(Lines excerpted from a collection)
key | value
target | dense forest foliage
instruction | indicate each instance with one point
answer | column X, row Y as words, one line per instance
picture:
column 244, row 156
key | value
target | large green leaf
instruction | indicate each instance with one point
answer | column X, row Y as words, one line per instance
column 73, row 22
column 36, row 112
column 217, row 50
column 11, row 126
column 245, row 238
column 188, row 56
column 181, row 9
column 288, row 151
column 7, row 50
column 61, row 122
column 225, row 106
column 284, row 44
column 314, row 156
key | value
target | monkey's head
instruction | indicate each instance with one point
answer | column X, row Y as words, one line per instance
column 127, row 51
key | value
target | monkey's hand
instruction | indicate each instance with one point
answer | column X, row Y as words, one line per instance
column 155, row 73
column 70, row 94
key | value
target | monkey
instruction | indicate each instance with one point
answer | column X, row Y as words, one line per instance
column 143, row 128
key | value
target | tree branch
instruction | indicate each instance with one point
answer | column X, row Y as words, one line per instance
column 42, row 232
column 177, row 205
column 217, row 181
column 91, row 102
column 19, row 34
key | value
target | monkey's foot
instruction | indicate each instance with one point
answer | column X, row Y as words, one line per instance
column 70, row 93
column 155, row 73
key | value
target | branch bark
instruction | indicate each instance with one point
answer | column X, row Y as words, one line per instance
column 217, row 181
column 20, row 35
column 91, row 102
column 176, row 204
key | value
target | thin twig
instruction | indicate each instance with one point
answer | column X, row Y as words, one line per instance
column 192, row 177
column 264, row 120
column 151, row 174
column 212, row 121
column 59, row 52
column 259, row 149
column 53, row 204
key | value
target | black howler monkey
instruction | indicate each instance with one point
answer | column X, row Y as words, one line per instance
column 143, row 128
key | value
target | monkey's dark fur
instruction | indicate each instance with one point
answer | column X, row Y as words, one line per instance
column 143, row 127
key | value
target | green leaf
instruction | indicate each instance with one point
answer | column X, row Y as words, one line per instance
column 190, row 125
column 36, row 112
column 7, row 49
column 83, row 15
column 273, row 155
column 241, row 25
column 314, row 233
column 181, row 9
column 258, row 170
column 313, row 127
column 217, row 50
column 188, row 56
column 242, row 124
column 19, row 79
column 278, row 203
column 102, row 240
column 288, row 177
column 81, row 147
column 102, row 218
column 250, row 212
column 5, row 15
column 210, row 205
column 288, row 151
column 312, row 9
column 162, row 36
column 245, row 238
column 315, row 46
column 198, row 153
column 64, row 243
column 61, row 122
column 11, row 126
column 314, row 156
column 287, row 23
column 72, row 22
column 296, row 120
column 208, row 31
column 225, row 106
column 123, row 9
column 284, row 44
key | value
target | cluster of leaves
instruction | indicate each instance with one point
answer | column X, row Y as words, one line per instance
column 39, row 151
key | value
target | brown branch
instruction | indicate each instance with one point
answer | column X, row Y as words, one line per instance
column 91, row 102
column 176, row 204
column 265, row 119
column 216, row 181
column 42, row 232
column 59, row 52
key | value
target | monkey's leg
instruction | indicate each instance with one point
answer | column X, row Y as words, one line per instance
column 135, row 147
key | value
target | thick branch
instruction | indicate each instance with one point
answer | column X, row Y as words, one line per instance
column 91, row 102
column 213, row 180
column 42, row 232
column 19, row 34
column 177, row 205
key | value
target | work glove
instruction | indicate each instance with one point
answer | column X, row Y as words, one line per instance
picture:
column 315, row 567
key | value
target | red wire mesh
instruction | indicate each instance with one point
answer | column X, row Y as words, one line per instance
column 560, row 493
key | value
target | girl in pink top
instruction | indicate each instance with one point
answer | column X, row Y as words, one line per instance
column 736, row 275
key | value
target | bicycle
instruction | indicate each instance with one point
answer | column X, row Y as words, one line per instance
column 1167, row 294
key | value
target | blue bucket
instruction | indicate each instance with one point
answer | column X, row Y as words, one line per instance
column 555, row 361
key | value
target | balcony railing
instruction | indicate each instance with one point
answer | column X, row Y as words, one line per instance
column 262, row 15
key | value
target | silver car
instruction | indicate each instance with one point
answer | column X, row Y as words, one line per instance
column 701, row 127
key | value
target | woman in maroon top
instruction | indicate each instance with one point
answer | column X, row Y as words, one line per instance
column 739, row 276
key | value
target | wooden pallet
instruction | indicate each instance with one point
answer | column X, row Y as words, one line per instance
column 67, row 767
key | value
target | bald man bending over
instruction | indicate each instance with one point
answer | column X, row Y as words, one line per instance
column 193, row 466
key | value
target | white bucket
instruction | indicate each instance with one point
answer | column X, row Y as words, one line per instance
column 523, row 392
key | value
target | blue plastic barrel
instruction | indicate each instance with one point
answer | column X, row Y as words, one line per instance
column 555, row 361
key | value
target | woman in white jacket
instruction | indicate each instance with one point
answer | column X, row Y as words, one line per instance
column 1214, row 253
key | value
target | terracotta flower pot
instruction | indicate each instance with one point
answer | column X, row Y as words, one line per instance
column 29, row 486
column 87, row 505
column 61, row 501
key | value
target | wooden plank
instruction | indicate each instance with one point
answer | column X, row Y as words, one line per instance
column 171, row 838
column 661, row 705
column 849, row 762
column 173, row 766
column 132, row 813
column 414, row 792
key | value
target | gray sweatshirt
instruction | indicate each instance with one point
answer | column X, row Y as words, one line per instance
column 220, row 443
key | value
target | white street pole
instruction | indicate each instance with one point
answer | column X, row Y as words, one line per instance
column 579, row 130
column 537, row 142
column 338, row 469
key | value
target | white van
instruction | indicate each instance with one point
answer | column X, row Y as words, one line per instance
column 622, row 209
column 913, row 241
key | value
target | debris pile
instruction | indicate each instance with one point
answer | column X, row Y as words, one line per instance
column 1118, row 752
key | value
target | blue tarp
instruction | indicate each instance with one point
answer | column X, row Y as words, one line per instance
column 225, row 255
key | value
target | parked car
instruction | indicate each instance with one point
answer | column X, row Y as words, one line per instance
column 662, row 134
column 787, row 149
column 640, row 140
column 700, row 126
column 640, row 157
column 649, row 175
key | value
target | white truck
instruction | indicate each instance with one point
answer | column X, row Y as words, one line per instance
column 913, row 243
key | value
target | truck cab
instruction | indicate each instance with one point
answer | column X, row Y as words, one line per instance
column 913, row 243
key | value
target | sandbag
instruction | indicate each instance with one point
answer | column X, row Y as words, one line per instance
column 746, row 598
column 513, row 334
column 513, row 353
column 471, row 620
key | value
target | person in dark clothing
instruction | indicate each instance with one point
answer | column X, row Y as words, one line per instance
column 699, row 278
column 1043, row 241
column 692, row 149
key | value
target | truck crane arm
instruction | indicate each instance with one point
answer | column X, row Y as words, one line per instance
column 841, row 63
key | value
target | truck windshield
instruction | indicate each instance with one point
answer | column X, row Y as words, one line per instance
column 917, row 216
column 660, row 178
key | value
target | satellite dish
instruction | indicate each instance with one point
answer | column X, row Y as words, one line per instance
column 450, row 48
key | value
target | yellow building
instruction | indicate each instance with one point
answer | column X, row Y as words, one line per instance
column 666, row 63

**Short exercise**
From the lines above, list every one that contains the string "blue".

**Full output**
target | blue bucket
target | blue plastic barrel
target | blue tarp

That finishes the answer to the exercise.